[Stored data]
*-*-*

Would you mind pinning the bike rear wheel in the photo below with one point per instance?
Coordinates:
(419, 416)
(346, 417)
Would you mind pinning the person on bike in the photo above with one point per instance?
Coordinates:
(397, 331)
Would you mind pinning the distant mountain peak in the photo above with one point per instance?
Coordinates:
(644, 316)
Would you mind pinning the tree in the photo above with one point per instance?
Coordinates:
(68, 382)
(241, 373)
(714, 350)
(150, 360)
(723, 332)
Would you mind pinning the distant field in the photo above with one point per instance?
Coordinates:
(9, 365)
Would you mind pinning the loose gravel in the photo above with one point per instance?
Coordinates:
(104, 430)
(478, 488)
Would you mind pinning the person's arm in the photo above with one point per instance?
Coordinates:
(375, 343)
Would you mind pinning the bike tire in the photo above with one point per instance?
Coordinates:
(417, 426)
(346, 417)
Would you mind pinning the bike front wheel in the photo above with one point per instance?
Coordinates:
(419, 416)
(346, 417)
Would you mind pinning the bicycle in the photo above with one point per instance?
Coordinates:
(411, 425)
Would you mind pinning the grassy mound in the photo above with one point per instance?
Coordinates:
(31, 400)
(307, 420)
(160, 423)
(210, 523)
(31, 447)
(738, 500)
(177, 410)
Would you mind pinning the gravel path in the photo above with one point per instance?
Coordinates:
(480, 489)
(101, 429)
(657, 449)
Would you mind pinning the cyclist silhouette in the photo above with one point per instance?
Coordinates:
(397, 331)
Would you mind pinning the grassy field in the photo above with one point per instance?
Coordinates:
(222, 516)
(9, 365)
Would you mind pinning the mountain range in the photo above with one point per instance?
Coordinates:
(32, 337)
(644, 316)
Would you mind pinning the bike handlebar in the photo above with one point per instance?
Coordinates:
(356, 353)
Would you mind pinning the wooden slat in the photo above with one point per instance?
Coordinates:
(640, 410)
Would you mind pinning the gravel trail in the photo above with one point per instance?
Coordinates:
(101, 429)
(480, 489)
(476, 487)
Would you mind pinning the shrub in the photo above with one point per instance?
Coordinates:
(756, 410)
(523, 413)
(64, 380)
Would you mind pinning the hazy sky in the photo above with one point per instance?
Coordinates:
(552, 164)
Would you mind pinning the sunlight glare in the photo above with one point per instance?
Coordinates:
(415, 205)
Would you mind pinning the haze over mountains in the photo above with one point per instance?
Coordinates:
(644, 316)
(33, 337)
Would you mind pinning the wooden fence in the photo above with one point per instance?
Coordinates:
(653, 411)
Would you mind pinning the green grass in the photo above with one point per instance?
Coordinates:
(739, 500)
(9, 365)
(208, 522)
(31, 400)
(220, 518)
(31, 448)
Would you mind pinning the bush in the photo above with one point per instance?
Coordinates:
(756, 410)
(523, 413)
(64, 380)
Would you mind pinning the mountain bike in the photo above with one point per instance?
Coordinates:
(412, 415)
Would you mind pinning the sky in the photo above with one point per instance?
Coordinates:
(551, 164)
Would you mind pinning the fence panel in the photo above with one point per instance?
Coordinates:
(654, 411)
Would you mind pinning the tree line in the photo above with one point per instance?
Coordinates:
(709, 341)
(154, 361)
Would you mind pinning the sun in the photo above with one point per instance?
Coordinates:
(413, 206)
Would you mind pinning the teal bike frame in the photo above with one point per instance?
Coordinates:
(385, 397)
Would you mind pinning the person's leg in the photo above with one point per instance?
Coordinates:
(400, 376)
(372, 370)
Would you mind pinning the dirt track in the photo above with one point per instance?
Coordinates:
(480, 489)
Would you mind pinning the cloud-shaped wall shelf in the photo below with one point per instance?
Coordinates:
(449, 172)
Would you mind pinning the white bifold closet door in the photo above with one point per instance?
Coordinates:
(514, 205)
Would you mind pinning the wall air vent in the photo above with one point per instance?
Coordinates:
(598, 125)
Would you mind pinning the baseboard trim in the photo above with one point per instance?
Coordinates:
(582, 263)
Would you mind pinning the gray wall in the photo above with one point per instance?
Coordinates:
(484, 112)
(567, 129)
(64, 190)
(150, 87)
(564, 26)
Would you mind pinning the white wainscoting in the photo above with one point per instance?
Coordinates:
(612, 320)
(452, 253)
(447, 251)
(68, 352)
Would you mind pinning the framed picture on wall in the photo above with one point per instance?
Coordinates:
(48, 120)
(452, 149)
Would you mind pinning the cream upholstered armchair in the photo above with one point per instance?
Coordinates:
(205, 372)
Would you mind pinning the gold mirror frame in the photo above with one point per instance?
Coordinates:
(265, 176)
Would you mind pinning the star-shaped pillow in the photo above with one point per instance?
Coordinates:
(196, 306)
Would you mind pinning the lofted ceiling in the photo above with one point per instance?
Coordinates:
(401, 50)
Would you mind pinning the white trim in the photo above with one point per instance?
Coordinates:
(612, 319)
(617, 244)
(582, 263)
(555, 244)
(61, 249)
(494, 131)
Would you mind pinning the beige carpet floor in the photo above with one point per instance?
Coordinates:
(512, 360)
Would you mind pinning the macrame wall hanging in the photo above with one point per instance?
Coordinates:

*-*-*

Reproduce the stored data above line for line, without changing anything.

Would you mind pinning the bike rear wheel in the photo below with one point per instance?
Coordinates:
(419, 416)
(346, 417)
Would you mind pinning the person on bike in the photo above with one point per instance?
Coordinates:
(397, 331)
Would you mind pinning the distant mountain peak in the photo above with one point per instance?
Coordinates:
(644, 316)
Would you mind pinning the tree in the photo above with one point per instance?
Coordinates:
(68, 382)
(241, 373)
(714, 350)
(150, 360)
(723, 332)
Would you mind pinning the distant field in the photo above with one point per instance?
Coordinates:
(9, 365)
Would you mind pinning the loose gravel in the photo above with one point per instance?
Coordinates:
(104, 430)
(478, 488)
Would you mind pinning the person's arm in the photo above with one point per instance?
Coordinates:
(375, 343)
Would you mind pinning the bike tire in the photo above with one point per instance?
Coordinates:
(417, 426)
(346, 417)
Would you mind pinning the bike front wheel in the photo above with one point per instance?
Coordinates:
(419, 416)
(346, 417)
Would you mind pinning the bicycle in the photo above with one point per instance?
Coordinates:
(411, 425)
Would you mind pinning the grassy mound in the photo above with one point per instance?
Coordinates:
(31, 400)
(307, 420)
(160, 423)
(210, 523)
(31, 447)
(738, 500)
(177, 410)
Would you mind pinning the gravel path in the photo above with one point per instance?
Coordinates:
(480, 489)
(101, 429)
(657, 449)
Would you mind pinning the cyclist silhouette in the photo above with one point per instance?
Coordinates:
(397, 331)
Would you mind pinning the grassy field in the photo above with one point per instance?
Coordinates:
(222, 516)
(9, 365)
Would you mind pinning the mountain range in the photo above with one point per instance?
Coordinates:
(32, 337)
(644, 316)
Would you mind pinning the bike handlebar in the photo above with one point per instance?
Coordinates:
(356, 353)
Would you mind pinning the wooden slat in the photo above with one point per instance?
Coordinates:
(640, 410)
Would you mind pinning the gravel trail in the photo above with one point per instance?
Coordinates:
(101, 429)
(480, 489)
(476, 487)
Would you mind pinning the shrub in the photo above with one point per instance?
Coordinates:
(756, 410)
(523, 413)
(64, 380)
Would you mind pinning the hazy sky in the photo above with one point per instance?
Coordinates:
(552, 164)
Would you mind pinning the sunlight glare in the photo above with one point per instance?
Coordinates:
(415, 205)
Would you mind pinning the haze over mountains in the photo above with one point per instance?
Coordinates:
(644, 316)
(33, 337)
Would you mind pinning the wooden fence in the photo above with one point per instance?
Coordinates:
(653, 411)
Would you mind pinning the green grass in the photo above with one point per instance?
Coordinates:
(739, 500)
(9, 365)
(208, 522)
(31, 400)
(220, 518)
(31, 448)
Would you mind pinning the bush in the photo above with one point per instance?
Coordinates:
(756, 410)
(523, 413)
(64, 380)
Would you mind pinning the mountain bike in the photo above with one point per instance?
Coordinates:
(412, 415)
Would you mind pinning the sky in the photo above with one point per instance?
Coordinates:
(551, 164)
Would you mind pinning the fence panel in the photo above with one point per instance?
Coordinates:
(654, 411)
Would you mind pinning the tree line in the photo above with one point per instance?
Coordinates:
(709, 341)
(154, 361)
Would you mind pinning the sun in the photo above with one point per instance?
Coordinates:
(413, 206)
Would you mind pinning the teal bike frame in the photo above with one point per instance?
Coordinates:
(385, 397)
Would you mind pinning the person's leg in the photo above with one point per instance?
Coordinates:
(400, 376)
(372, 370)
Would you mind pinning the dirt track in the photo above with one point per instance?
Coordinates:
(480, 489)
Would you mind pinning the cloud-shaped wall shelf in the photo below with one point per instance?
Coordinates:
(449, 172)
Would you mind pinning the white bifold closet door in the photo above with one point per instance?
Coordinates:
(514, 205)
Would you mind pinning the wall air vent in the photo above with one point per instance?
Coordinates:
(598, 125)
Would you mind pinning the baseboard trim in the photo above with one point per instance?
Coordinates:
(582, 263)
Would you mind pinning the gray wall in the photo above with one point per instance?
Coordinates:
(484, 112)
(567, 129)
(64, 190)
(150, 87)
(564, 26)
Would you mind pinning the white wainscoting in the photo above with one point per instance?
Coordinates:
(612, 320)
(452, 253)
(447, 251)
(68, 352)
Would you mind pinning the framed picture on wall in the photo above with one point per instance?
Coordinates:
(48, 120)
(452, 149)
Would you mind pinning the cream upholstered armchair in the photo above with one point per instance?
Coordinates:
(205, 372)
Would you mind pinning the gold mirror frame in the photo above with one point per instance?
Coordinates:
(265, 176)
Would you mind pinning the star-shaped pillow in the photo above with one point per instance?
Coordinates:
(196, 306)
Would you mind pinning the lofted ceiling in the photo above with one point per instance?
Coordinates:
(401, 50)
Would you mind pinning the white trim in the photo above with one point per instance?
Coordinates:
(612, 319)
(617, 244)
(582, 263)
(555, 244)
(61, 249)
(494, 131)
Would you mind pinning the beige carpet floor in the photo above with one point per instance?
Coordinates:
(512, 360)
Would you mind pinning the macrame wall hanging in the photo above with one point per instance?
Coordinates:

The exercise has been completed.